Answer these questions about the passage on Bradford Cox and live music below:
1. What size of audience does Cox say nothing can happen for anymore?
2. Which song did Cox play after a fan heckled him?
3. How many people attend Bonnaroo every year?

◆ Excerpted passage:
++++++++++

Take what you will from Cox's articulacy, but critics are too busy wading through Cox's metaphorical brooding to see that, dark humor aside, he brings up a valid point. During the interview with Pitchfork, he says:

The saddest thing is that nothing can happen for an audience of 400 people anymore. Now it has to be on the Internet and it has to be broadcast so widely. That intimidates people. Maybe that's the issue that makes people want to be more inhibited onstage. It makes people more self-censoring. That's the reason people think I'm a nutjob, because I don't give a fuck who reposts or how I sound.

This isn't a new argument -- music journalists are quick to pick up concert buzz, and YouTube videos saturate the Internet with unneeded content -- but the extent to which we suck the live experience dry is notable. It's not enough to be present at the concert; we have to deplete the essence of the experience by compartmentalizing every aspect of it. To do otherwise would negate journalism's fundamental penchant. We like to classify, to identify cause and effect.

But some performances do not require our analyses. A fan heckled Bradford Cox, and he paid heed to the request. "I am a performance artist," he told the audience. "I must play what you want to hear." "My Sharona" is not the paradigm of hour-long cover jams, but it happened. Some fans left, perturbed, but most remained and rallied in this nameless energy with Cox.

The intimacy of live music is difficult to trace. It's why 80,000 people attend Bonnaroo every year. Virtually no one would submit himself to Nashville's oppressive heat, the inordinate amount of dust that accumulates in the lungs whilst there or days without sleep were it not the crux of the live experience.

++++++++++

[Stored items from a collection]
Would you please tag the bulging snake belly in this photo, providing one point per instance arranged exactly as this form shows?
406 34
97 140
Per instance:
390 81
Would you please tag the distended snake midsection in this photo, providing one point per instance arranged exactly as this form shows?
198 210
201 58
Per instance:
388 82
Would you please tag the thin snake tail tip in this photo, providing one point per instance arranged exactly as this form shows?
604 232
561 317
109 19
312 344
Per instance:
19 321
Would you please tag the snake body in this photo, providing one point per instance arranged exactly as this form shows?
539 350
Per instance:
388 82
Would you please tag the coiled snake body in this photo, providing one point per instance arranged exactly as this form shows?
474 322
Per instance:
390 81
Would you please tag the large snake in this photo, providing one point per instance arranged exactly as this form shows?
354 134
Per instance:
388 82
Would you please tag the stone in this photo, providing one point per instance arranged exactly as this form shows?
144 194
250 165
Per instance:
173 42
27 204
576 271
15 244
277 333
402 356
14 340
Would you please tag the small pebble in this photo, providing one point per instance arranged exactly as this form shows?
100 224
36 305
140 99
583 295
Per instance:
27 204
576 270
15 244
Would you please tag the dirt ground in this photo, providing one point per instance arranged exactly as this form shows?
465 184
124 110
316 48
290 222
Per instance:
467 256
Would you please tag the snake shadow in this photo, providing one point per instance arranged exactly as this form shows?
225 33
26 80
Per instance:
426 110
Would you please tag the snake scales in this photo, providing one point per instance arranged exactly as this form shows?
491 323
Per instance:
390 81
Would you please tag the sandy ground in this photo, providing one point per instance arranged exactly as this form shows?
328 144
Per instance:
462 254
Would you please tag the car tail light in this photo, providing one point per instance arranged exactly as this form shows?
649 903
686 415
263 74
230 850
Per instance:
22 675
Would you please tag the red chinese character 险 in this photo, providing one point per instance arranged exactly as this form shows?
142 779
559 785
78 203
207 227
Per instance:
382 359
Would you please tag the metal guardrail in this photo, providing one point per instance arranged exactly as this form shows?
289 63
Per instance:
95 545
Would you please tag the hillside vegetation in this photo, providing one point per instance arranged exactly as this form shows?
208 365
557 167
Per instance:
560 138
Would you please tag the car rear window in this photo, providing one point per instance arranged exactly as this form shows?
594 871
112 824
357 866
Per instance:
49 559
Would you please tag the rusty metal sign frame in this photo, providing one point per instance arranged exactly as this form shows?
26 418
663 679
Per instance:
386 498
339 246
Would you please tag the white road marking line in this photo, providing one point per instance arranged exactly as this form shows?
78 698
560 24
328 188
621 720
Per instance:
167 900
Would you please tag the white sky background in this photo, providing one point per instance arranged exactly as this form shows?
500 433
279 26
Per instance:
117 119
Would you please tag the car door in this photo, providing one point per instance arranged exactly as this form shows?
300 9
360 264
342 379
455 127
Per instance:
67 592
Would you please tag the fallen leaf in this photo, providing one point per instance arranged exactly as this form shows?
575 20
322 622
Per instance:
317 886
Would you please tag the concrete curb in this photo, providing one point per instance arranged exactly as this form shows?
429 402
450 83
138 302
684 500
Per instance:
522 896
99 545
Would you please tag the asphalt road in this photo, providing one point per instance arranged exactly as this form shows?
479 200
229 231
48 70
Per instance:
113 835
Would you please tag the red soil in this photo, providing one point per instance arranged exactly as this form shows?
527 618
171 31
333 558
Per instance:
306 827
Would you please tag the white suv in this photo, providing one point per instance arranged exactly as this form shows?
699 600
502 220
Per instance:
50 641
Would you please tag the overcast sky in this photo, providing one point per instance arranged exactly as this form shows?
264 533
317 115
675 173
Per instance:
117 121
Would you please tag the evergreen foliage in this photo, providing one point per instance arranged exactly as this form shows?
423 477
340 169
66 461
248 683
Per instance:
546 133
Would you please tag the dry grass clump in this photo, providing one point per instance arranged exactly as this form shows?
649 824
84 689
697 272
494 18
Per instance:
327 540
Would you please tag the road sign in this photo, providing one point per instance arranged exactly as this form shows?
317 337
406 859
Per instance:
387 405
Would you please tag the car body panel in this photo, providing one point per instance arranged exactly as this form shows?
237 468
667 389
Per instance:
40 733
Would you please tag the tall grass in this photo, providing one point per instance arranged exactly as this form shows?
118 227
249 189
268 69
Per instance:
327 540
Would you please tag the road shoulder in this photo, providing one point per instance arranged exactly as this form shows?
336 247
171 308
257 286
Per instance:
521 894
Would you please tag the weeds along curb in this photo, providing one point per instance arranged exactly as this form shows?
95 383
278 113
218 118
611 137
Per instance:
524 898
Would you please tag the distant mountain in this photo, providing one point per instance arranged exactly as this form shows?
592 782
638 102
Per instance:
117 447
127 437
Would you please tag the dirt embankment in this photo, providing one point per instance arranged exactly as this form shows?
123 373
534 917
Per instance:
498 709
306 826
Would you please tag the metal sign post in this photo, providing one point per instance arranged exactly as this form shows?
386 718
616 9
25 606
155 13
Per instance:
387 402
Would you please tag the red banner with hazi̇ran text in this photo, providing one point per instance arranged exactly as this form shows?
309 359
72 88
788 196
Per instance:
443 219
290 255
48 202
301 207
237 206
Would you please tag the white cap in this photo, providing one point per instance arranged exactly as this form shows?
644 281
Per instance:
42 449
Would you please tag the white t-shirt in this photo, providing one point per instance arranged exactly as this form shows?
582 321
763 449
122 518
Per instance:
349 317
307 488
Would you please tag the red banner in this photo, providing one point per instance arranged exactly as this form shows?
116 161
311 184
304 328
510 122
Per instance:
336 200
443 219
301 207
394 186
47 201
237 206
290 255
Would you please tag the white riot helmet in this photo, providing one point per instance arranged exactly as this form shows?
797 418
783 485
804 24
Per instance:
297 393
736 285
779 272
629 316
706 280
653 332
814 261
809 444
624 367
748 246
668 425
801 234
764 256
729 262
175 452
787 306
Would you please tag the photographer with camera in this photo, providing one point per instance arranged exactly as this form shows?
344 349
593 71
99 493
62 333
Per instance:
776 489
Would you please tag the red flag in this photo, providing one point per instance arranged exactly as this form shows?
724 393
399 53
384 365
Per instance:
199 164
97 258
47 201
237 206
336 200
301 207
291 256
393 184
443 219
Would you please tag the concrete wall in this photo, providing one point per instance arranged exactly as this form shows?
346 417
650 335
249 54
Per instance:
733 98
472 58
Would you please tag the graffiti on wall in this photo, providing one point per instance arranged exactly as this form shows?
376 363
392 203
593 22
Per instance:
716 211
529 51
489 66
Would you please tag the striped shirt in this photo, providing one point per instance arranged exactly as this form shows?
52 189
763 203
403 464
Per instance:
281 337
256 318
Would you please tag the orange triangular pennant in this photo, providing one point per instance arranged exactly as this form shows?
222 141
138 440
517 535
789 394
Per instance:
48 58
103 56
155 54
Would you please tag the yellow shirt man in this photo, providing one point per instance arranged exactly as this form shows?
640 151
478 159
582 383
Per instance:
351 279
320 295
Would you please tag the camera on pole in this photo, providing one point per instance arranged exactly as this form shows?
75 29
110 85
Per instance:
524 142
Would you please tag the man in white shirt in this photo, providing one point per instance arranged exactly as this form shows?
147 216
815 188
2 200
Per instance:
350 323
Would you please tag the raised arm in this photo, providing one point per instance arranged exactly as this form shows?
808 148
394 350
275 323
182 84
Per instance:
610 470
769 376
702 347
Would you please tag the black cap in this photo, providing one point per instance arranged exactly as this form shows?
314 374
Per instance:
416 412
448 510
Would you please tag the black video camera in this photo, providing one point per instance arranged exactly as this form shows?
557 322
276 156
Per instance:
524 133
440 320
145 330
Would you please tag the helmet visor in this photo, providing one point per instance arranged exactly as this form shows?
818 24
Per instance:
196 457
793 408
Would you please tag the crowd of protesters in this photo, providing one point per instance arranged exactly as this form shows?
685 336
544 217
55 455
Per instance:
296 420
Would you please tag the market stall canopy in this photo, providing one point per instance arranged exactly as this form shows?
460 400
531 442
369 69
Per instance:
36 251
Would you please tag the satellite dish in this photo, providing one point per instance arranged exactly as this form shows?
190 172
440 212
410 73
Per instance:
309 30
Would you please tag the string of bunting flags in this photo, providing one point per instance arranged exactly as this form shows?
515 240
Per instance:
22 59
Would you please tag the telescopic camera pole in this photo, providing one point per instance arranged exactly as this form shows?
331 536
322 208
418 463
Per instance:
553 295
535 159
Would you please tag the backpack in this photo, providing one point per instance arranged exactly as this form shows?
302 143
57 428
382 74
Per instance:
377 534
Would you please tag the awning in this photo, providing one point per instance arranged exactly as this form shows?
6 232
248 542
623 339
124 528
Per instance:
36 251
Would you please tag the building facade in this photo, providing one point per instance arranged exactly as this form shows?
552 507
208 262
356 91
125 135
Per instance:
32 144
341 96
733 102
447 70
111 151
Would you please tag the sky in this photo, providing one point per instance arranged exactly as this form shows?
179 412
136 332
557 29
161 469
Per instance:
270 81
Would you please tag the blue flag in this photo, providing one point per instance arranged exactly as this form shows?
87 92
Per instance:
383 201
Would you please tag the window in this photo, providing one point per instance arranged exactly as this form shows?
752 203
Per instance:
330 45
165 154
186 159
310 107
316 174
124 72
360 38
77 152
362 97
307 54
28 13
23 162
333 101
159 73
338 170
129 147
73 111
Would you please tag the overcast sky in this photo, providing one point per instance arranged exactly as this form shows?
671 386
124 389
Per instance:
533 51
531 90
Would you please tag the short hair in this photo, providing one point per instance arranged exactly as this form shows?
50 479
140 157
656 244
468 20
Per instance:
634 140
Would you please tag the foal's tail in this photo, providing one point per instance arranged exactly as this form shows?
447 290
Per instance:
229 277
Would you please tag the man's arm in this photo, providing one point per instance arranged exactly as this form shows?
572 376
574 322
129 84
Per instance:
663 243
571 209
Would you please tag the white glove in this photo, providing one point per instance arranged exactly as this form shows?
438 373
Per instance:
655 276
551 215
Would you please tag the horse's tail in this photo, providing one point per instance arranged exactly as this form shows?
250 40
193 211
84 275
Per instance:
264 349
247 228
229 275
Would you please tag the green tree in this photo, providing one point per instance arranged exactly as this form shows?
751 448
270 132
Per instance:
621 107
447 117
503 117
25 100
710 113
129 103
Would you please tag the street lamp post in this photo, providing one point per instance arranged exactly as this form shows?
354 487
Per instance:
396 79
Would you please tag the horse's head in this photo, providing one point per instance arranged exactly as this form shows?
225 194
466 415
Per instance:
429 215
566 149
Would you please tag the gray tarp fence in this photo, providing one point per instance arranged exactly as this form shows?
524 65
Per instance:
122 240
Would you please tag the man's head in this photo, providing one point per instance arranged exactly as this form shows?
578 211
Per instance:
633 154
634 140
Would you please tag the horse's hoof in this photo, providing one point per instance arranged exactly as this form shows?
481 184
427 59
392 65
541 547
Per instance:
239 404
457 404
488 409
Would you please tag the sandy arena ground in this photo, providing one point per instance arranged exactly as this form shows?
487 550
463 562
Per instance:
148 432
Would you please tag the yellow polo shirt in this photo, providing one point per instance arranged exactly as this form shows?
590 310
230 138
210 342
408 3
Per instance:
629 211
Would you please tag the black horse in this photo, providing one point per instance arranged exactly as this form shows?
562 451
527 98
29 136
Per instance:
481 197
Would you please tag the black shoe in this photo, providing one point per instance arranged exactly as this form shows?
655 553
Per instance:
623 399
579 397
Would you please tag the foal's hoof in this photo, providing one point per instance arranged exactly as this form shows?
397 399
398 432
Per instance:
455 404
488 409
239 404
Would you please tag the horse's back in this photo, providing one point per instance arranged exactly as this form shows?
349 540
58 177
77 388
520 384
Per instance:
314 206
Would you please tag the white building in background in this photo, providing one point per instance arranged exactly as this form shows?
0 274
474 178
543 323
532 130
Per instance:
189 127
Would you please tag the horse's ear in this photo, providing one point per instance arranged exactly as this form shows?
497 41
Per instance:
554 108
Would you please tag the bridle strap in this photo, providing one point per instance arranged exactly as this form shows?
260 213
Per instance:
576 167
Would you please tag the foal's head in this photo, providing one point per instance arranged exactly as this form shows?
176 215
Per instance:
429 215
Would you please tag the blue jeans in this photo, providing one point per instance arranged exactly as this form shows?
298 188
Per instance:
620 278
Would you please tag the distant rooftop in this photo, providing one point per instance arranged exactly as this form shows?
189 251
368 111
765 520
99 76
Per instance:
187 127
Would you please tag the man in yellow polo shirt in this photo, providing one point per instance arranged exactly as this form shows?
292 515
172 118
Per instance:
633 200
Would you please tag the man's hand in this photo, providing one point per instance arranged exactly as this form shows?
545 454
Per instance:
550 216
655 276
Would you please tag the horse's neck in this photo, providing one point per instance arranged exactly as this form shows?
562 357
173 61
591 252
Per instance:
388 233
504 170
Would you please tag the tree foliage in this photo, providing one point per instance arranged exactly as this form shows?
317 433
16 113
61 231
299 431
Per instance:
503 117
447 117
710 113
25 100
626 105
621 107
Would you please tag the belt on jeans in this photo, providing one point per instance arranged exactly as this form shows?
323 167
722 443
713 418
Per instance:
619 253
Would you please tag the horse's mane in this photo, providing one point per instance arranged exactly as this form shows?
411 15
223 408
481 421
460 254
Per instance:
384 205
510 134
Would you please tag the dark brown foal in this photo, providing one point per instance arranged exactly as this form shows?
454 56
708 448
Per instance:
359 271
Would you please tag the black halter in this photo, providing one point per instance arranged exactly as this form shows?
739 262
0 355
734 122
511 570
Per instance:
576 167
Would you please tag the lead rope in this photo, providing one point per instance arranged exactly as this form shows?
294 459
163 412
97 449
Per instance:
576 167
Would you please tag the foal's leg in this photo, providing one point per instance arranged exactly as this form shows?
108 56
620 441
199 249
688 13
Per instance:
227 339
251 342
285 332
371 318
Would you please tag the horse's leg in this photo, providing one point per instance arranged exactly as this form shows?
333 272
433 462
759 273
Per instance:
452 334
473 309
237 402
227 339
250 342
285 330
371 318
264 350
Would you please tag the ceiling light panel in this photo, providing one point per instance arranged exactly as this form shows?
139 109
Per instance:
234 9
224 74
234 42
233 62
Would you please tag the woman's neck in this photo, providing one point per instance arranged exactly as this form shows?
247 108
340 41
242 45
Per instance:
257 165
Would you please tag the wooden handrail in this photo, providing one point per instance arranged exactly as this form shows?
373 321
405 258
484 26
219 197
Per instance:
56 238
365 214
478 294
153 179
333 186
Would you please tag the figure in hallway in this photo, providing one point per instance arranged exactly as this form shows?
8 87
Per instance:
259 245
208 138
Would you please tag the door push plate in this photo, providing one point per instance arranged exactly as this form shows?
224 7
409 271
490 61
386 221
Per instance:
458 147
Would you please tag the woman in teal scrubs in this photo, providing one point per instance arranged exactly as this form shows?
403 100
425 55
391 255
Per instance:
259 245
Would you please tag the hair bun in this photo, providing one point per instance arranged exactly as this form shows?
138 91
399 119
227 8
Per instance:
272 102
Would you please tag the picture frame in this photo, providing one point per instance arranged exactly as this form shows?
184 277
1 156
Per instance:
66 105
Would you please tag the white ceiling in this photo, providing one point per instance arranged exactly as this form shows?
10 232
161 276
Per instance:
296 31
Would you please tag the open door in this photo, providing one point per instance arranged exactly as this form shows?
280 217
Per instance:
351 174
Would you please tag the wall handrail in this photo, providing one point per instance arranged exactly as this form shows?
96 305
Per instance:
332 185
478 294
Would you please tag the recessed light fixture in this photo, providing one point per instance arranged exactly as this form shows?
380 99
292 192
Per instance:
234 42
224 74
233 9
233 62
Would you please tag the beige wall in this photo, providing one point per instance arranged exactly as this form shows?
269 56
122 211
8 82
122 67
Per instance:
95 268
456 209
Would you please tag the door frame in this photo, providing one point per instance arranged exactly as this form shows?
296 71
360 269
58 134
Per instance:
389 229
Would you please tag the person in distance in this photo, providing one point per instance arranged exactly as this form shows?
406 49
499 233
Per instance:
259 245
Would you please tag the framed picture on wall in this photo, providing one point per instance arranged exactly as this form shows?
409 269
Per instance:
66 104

++++++++++

◆ Task answer:
1. An audience of 400 people.
2. "My Sharona."
3. 80,000 people.